Records
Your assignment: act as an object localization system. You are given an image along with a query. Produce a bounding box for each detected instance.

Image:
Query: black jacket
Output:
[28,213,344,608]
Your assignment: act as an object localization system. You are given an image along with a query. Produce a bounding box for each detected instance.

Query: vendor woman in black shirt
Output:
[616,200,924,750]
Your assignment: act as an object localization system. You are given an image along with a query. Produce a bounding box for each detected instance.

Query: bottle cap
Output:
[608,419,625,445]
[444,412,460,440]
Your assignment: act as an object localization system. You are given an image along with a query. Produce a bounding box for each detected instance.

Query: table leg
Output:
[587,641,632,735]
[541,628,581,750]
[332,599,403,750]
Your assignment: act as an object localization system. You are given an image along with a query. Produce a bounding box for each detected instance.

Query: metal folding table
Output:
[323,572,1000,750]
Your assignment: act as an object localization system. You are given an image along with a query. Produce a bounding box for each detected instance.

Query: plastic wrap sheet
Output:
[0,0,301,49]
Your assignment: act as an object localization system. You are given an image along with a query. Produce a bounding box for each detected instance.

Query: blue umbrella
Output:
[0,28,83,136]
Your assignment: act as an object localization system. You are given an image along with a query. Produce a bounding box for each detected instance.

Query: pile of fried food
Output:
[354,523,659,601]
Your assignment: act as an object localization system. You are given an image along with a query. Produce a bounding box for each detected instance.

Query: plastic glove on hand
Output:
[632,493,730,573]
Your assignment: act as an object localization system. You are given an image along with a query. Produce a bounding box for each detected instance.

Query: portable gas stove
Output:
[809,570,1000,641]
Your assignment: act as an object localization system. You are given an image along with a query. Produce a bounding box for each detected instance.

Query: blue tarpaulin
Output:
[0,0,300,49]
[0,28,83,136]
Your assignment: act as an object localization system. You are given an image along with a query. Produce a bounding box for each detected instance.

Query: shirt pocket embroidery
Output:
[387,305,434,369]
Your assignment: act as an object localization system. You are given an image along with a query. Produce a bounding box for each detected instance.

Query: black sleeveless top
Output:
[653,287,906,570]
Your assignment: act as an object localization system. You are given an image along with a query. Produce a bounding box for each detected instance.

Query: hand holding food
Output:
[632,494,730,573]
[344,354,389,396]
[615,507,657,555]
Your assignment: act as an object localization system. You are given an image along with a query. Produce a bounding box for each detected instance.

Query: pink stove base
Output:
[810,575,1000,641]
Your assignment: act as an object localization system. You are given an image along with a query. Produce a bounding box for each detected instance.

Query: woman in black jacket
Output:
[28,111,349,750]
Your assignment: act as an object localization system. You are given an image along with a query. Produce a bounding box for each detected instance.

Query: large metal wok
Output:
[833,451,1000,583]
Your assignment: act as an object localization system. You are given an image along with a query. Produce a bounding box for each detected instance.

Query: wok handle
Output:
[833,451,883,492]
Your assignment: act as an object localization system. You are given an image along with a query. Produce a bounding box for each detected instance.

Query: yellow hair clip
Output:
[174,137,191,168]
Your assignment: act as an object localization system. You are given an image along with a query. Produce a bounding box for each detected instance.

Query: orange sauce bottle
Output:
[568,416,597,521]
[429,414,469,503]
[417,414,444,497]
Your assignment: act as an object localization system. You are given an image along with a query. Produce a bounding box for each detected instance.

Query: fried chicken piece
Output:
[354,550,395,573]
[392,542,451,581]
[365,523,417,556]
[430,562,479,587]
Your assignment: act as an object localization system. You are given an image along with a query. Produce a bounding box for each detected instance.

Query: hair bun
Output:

EXERCISE INSTRUCTIONS: Pull out each line above that contains the string "stove". Case counts.

EXERCISE OUTPUT:
Query: portable gas stove
Query: pink stove base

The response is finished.